# 問題 1
学会について書かれた文章の内容と、次の(a)〜(c)がそれぞれ一致するかを「はい」か「いいえ」で答え、判断の根拠となる本文の語句をそのまま引用してください。(a) 摂食障害学会では、FBTに関する演題が2題あった。(b) 摂食障害学会では、IPTの発表が複数あった。(c) 睡眠のワークショップは、CBT-iについて3時間話す内容だった。
# 問題 2
学会について書かれた文章にある「結論としては、摂食障害学会はエビデンスとほとんどなんの関係もない学会です。」という一文を英語に訳してください。
# 問題 3
学会について書かれた文章を、最後の一文に続けて書き進めてください。

健康体重について述べる必要はなさそうです。私もたしかにそんなことを言ったことはない。

ちなみに、摂食障害学会の演題は、このようなエビデンスとは全く無関係です。
今回の発表の中にはFBTに関して2題だけ演題がありました。2題どころか、ほとんど全部の演題がそれでもいいのにね。
ついでに言えばIPTの発表はなかった。CBTは今回合同だから多いけど、去年のプログラムをネットで見てみると、・・・1題ぐらいかな。

結論としては、摂食障害学会はエビデンスとほとんどなんの関係もない学会です。


さて、大幅に話がそれましたが、昼はランチョンセミナーで金吉晴先生のPEのお話。金先生話のリズムが独特なんだけど、色々なデータが矢継ぎ早に述べられていて面白い。ここでもトラウマ記憶を消すための薬の話。最近持ちきりだなあ。


最後に残った睡眠のワークショップは、CBT-iについて3時間話すというなかなかの苦行でした。
今回大会企画シンポ1、ランチョンセミナー2ワークショップ1とかって、なんでこんなに学会が睡眠押しなんだろう?

# 提供資料

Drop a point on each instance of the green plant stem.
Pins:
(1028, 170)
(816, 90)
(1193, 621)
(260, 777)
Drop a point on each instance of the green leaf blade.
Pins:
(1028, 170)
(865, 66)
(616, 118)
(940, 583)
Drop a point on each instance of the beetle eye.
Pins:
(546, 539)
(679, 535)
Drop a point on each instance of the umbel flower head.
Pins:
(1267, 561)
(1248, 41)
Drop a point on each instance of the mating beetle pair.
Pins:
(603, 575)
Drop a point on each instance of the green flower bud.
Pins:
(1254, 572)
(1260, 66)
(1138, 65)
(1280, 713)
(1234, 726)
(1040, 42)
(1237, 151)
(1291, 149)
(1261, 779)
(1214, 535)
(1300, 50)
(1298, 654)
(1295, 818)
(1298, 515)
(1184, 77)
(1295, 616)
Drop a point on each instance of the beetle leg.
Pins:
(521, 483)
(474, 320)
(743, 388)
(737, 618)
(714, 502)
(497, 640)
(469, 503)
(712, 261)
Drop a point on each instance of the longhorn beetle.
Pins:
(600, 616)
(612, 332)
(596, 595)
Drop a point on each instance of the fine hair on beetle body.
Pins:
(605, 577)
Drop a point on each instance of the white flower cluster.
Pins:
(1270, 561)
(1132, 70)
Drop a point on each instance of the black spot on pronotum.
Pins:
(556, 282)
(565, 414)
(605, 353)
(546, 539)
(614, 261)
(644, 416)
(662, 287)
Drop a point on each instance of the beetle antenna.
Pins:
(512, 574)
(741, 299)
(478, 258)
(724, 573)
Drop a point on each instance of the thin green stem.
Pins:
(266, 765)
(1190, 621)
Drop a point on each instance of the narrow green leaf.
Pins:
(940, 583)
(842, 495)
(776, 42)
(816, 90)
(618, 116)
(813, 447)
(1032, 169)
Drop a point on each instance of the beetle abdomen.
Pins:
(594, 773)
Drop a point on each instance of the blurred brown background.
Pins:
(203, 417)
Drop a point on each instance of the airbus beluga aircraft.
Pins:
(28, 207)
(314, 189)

# 解答 1
(a) はい。「今回の発表の中にはFBTに関して2題だけ演題がありました。」
(b) いいえ。「ついでに言えばIPTの発表はなかった。」
(c) はい。「最後に残った睡眠のワークショップは、CBT-iについて3時間話すというなかなかの苦行でした。」

# 解答 2
In conclusion, the eating disorders society is an academic society that has almost nothing to do with evidence.

# 解答 3
事前に聴衆がどんな人達か教えてくださいと事務局に言ってみたら、全く音沙汰がなかったので、資料作成ついでに再度尋ねてみたら、「名前はお知らせできませんが、所属なら・・・」と事前登録の20数人について送ってきた。
しかし、当日参加で計50人ぐらいなので、当日参加の分も判りませんか?と尋ねると、ちょっと待って下さい、ちょっと待って下さい、のオンパレードで、名前だけならわかりますが・・・等と言われて、じゃあそれでもいいですからよろしくと伝えたら、結局ぎりぎりになって20数人の事前参加の分だけがプリントされて渡された。そんなわけで、事前に聴衆のことを知ろうとする努力は残念ながら実らなかった感じでした。


ワークショップで挙手をお願いすると、認知療法学会員の人が半分ぐらい、摂食障害学会員が2名ぐらい、非会員が半分ぐらいという、非会員というのは何だ??という感じの聴衆で、ますます話をどのへんに持っていけばいいのか良く分かりませんでした。
ただ想像していたのは、聴衆の大部分は睡眠障害の人たちをメインでやっているわけではないのだろうなということです。おそらく様々なクライアントさんの様々な寝られなさについての訴えを受けてここに来ているという感じではないでしょうか?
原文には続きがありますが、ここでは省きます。